__Exercise aim__. Give back, word for word, the lines in the listing below from the one holding "Query: skin" down to the one holding "A single pin marks each instance of the shoulder.", both ends included.

Segment Start: Stored data

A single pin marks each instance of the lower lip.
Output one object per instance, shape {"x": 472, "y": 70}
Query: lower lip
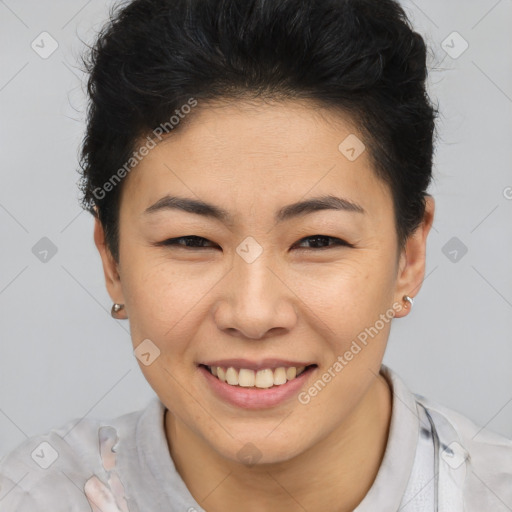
{"x": 256, "y": 398}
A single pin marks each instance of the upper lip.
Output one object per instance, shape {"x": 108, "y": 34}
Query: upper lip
{"x": 255, "y": 365}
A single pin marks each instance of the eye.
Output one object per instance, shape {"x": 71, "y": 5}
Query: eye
{"x": 322, "y": 242}
{"x": 187, "y": 242}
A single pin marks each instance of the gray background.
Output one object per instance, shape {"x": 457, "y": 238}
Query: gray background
{"x": 63, "y": 356}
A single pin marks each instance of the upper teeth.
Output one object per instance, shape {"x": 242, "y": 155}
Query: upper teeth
{"x": 261, "y": 379}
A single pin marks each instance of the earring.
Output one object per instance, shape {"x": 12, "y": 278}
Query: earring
{"x": 115, "y": 310}
{"x": 408, "y": 300}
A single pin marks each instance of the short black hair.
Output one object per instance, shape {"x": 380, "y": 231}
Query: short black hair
{"x": 361, "y": 57}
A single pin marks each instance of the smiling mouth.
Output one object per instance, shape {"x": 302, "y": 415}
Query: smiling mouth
{"x": 263, "y": 379}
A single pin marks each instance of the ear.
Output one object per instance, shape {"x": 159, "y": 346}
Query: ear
{"x": 413, "y": 259}
{"x": 110, "y": 267}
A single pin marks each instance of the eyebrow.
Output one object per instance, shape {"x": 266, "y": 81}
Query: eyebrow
{"x": 288, "y": 212}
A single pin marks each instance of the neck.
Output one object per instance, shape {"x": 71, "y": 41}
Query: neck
{"x": 334, "y": 475}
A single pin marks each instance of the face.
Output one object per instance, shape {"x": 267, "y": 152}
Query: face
{"x": 255, "y": 283}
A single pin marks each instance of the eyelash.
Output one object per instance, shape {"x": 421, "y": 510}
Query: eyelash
{"x": 174, "y": 242}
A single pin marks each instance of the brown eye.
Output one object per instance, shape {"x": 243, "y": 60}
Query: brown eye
{"x": 322, "y": 242}
{"x": 187, "y": 242}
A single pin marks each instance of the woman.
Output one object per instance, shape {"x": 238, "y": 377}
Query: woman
{"x": 258, "y": 172}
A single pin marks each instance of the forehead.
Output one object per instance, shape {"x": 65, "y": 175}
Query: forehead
{"x": 258, "y": 154}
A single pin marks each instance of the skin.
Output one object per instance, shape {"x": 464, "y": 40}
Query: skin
{"x": 304, "y": 304}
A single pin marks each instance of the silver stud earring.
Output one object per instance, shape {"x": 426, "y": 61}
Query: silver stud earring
{"x": 115, "y": 309}
{"x": 409, "y": 301}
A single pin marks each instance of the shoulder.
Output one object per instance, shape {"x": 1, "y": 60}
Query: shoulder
{"x": 49, "y": 471}
{"x": 483, "y": 455}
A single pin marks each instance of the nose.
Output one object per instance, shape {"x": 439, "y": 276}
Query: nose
{"x": 256, "y": 301}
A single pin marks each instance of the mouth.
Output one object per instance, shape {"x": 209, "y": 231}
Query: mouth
{"x": 262, "y": 378}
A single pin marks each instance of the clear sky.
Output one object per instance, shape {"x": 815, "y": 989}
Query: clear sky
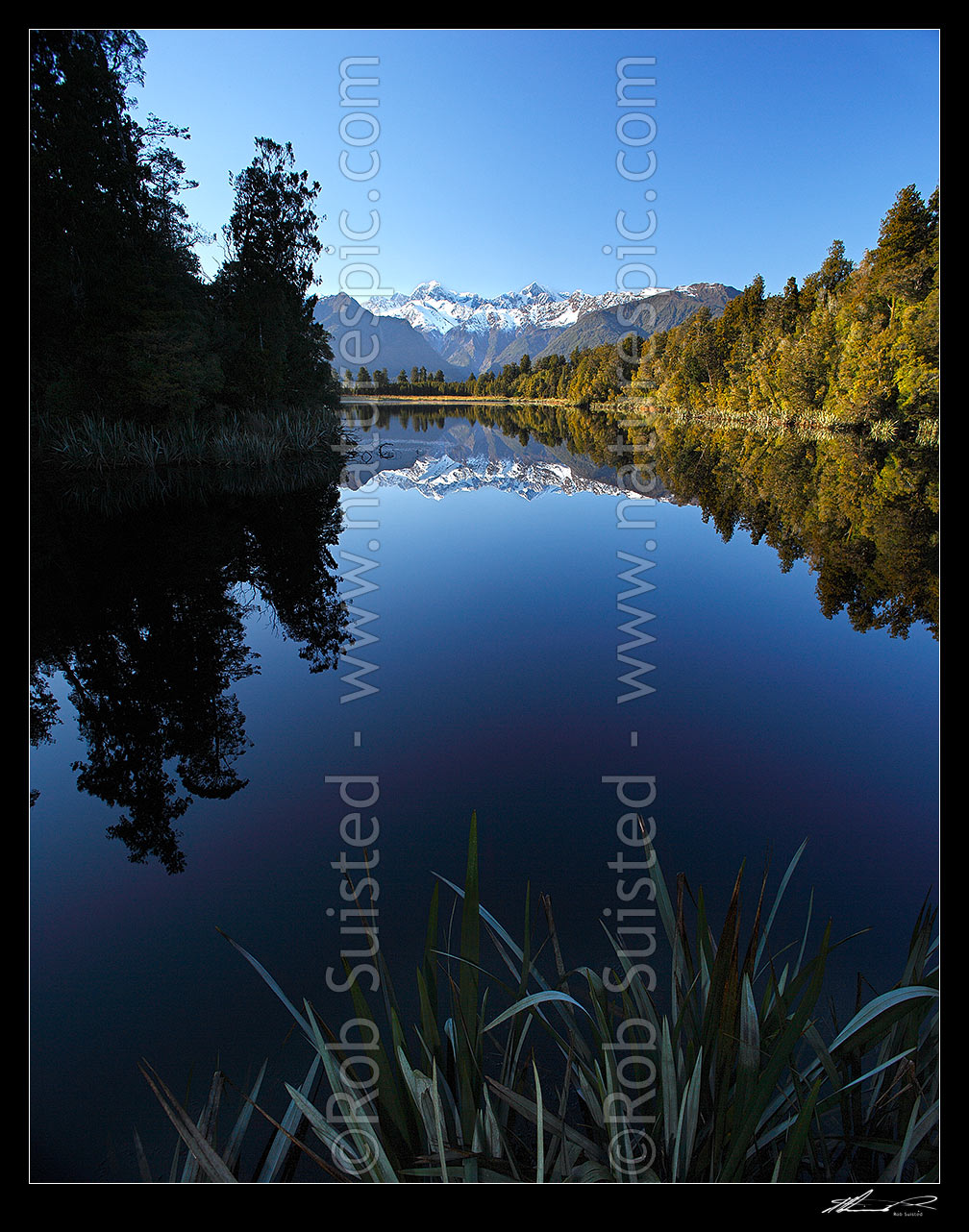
{"x": 493, "y": 153}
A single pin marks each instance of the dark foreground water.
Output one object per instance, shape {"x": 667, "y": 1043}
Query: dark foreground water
{"x": 209, "y": 724}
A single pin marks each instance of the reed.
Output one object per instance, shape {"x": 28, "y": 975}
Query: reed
{"x": 104, "y": 445}
{"x": 531, "y": 1073}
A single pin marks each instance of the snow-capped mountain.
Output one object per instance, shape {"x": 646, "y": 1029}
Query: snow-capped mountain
{"x": 433, "y": 308}
{"x": 474, "y": 333}
{"x": 463, "y": 332}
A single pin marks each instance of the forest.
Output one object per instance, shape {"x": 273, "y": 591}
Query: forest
{"x": 125, "y": 329}
{"x": 850, "y": 346}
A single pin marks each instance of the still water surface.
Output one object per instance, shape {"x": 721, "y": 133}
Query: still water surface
{"x": 193, "y": 654}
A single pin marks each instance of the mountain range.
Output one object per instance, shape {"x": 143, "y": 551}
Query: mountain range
{"x": 460, "y": 333}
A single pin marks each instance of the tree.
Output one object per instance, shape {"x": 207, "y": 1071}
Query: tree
{"x": 118, "y": 313}
{"x": 836, "y": 267}
{"x": 279, "y": 354}
{"x": 904, "y": 261}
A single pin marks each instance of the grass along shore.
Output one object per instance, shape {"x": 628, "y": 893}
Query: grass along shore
{"x": 520, "y": 1071}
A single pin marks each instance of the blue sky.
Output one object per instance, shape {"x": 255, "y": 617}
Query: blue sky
{"x": 497, "y": 149}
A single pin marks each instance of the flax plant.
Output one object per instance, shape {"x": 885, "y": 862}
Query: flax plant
{"x": 724, "y": 1072}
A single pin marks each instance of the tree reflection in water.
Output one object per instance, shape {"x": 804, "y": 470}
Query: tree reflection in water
{"x": 143, "y": 612}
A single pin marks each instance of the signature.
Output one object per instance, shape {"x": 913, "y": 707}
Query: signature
{"x": 865, "y": 1204}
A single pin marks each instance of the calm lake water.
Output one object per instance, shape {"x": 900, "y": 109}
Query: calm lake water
{"x": 210, "y": 711}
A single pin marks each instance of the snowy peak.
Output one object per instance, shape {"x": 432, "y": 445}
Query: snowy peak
{"x": 432, "y": 308}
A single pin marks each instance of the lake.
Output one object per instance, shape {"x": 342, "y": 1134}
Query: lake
{"x": 542, "y": 611}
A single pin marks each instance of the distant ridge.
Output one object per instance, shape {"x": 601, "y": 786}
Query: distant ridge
{"x": 462, "y": 332}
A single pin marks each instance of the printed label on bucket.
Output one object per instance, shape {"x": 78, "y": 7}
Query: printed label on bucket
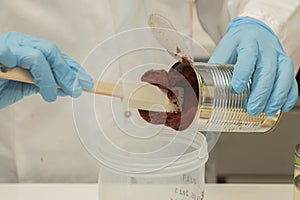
{"x": 151, "y": 191}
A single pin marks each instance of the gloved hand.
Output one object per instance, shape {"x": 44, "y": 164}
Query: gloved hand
{"x": 48, "y": 65}
{"x": 258, "y": 55}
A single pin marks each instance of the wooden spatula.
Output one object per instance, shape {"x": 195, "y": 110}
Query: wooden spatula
{"x": 140, "y": 95}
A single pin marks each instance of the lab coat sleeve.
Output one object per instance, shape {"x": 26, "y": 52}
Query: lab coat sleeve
{"x": 282, "y": 16}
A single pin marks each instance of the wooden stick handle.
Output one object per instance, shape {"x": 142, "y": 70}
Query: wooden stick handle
{"x": 23, "y": 75}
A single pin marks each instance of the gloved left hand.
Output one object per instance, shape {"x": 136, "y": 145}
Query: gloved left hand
{"x": 257, "y": 54}
{"x": 48, "y": 66}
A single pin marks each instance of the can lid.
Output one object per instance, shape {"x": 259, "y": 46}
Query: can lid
{"x": 170, "y": 38}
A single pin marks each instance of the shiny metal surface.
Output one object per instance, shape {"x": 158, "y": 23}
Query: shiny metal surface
{"x": 220, "y": 109}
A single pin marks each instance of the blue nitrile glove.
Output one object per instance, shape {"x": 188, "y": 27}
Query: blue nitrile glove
{"x": 48, "y": 65}
{"x": 258, "y": 55}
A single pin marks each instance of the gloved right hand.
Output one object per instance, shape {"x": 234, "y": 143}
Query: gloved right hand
{"x": 258, "y": 55}
{"x": 48, "y": 66}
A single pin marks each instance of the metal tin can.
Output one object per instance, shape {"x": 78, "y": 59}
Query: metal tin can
{"x": 297, "y": 173}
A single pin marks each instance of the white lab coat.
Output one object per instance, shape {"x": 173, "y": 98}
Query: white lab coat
{"x": 38, "y": 141}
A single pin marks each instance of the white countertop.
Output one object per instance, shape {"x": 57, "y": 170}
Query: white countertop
{"x": 90, "y": 192}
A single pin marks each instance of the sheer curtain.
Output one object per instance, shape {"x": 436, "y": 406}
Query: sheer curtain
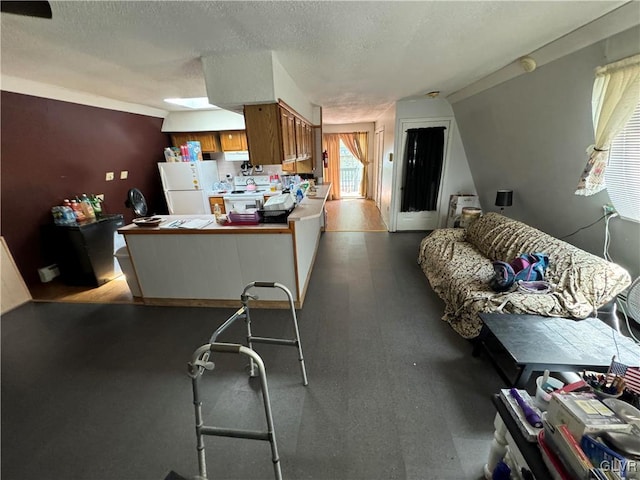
{"x": 357, "y": 143}
{"x": 331, "y": 144}
{"x": 616, "y": 92}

Segment End: Stored data

__Solution to this task__.
Query: skin
{"x": 304, "y": 304}
A single pin marks each instance of the silver stud earring.
Output one object per instance, shape {"x": 426, "y": 61}
Query: silver stud earring
{"x": 115, "y": 309}
{"x": 409, "y": 301}
A single pin marks each instance of the shoulder.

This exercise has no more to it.